▶ _TASK_
Please rewrite the items below, changing every "plant label tag" to "nursery tag" and leaving everything else unchanged.

▶ _PROVIDED MATERIAL_
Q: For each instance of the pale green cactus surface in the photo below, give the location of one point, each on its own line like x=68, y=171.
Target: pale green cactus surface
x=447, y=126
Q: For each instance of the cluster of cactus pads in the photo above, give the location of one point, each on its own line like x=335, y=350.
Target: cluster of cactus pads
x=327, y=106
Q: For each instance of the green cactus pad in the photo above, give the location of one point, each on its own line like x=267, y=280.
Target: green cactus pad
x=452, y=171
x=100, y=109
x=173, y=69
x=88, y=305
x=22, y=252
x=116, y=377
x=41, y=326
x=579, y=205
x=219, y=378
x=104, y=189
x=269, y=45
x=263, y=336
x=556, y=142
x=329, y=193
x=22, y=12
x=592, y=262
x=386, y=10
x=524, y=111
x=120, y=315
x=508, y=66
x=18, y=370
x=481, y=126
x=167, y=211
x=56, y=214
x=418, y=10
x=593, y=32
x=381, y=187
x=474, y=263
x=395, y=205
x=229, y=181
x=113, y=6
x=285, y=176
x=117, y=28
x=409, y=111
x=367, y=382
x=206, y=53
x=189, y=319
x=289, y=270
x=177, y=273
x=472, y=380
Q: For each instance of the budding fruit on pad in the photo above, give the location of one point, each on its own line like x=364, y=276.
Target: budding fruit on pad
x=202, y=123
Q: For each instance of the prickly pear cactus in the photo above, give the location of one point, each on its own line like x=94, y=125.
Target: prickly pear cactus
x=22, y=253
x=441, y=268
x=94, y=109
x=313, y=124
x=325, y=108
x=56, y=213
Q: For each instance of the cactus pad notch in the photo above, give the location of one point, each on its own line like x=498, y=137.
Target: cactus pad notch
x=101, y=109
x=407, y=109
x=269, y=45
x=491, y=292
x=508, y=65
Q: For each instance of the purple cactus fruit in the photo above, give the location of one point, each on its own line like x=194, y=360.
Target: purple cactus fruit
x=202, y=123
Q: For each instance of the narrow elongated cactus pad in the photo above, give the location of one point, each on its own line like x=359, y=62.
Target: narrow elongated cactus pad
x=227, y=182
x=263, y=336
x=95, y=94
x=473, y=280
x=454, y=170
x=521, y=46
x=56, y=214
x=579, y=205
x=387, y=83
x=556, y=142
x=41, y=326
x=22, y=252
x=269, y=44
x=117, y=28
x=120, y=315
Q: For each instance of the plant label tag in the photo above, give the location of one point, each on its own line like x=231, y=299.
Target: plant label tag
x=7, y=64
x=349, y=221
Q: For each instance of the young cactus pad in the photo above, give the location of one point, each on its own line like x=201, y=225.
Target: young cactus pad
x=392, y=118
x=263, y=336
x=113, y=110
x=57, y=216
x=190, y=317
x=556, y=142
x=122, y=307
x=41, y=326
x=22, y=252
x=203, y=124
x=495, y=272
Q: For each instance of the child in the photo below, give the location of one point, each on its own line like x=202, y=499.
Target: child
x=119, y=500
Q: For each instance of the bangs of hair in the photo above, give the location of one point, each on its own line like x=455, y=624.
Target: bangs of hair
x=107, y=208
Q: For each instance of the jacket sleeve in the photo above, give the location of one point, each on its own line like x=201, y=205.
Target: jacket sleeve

▶ _RESULT OF THIS EXERCISE_
Q: For each instance of the pale green cactus surface in the photo below, give the location of one point, each on its own line like x=68, y=171.
Target: pale green cactus surface
x=447, y=126
Q: For each instance of the cluster of cactus pads in the photo above, give the location of one point, each on its own line like x=335, y=350.
Target: cluster of cactus pads
x=327, y=106
Q: For each instance of the green cactus pad in the photo above, give the location of one point, each on its own line like x=267, y=280.
Target: green cactus pad
x=452, y=171
x=100, y=109
x=173, y=69
x=88, y=305
x=22, y=252
x=116, y=377
x=41, y=326
x=579, y=205
x=219, y=378
x=104, y=189
x=269, y=45
x=263, y=336
x=556, y=142
x=329, y=193
x=22, y=12
x=592, y=262
x=386, y=10
x=524, y=111
x=120, y=315
x=508, y=66
x=18, y=370
x=481, y=126
x=167, y=211
x=56, y=214
x=418, y=10
x=593, y=32
x=381, y=187
x=474, y=263
x=395, y=205
x=229, y=181
x=113, y=6
x=285, y=176
x=117, y=28
x=409, y=111
x=367, y=382
x=206, y=53
x=189, y=319
x=289, y=270
x=177, y=273
x=472, y=380
Q: For each instance of the budding fruit on pad in the photo above, give the location of one point, each on its own line like x=364, y=276.
Target: budding fruit on pad
x=202, y=123
Q: For each instance of the prickly pear cactus in the photo above, give the location of one point, each on its own line like x=94, y=125.
Target: prickly pear cactus
x=22, y=253
x=441, y=268
x=94, y=109
x=313, y=124
x=325, y=108
x=56, y=213
Q: For each instance of the cactus pad notch in the photo above, give the location of one point, each on its own line like x=498, y=137.
Target: cactus pad notch
x=101, y=109
x=407, y=109
x=269, y=45
x=491, y=292
x=508, y=65
Q: For each instance of the purple cactus fruit in the photo above, give the location of one point, each on its own line like x=194, y=360.
Target: purple cactus fruit
x=202, y=123
Q: For each instance of the narrow elongated cactus pad in the photo above, give the location of one point, each on its own line like x=359, y=62.
Target: narrow elongated cactus pad
x=227, y=182
x=263, y=336
x=95, y=94
x=473, y=280
x=454, y=170
x=521, y=46
x=56, y=214
x=579, y=205
x=387, y=83
x=556, y=142
x=41, y=326
x=22, y=252
x=269, y=44
x=117, y=28
x=120, y=315
Q: For each instance of the nursery tag in the photo above, give the location of one point, each on its own line like x=231, y=299.
Target: nursery tag
x=7, y=64
x=349, y=221
Q: For each instance of the young cactus pad in the photo above, give the location of one point, each on its own line like x=201, y=225.
Target: young cactus pad
x=392, y=118
x=263, y=336
x=113, y=110
x=57, y=216
x=190, y=317
x=556, y=142
x=122, y=307
x=41, y=326
x=22, y=252
x=203, y=124
x=495, y=272
Q: For each instance of the child in the photo below, give the location of one point, each on its own line like x=202, y=499.
Target: child
x=119, y=500
Q: For each instance of the bangs of hair in the photo above, give the location of one point, each on its own line like x=455, y=624.
Target: bangs of hair
x=107, y=208
Q: For each instance of the jacket sleeve in the photo above, give the location of one point, each on its own line like x=201, y=205.
Target: jacket sleeve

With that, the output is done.